TASK INPUT:
^^^^^^^^^^^^^^^^
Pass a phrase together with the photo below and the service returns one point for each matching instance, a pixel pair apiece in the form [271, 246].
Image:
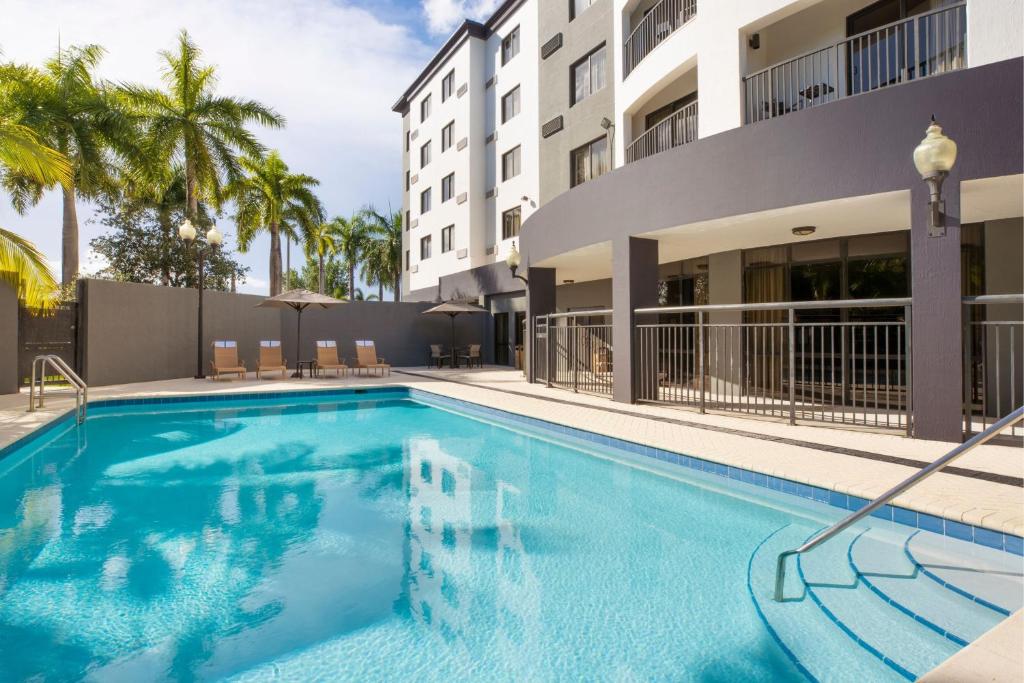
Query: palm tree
[384, 249]
[350, 242]
[269, 198]
[321, 242]
[77, 116]
[22, 264]
[190, 125]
^^^^^^^^^^^^^^^^
Rewrite the items above with "service" changed to "tool" and nothing else altered. Leave out the pictures.

Pass a phrase together with the photo below and the tool returns one point for each matching instance, a pixel pair apiece in the form [271, 246].
Image:
Query: palm tree
[384, 249]
[350, 242]
[269, 198]
[321, 242]
[77, 116]
[22, 264]
[190, 125]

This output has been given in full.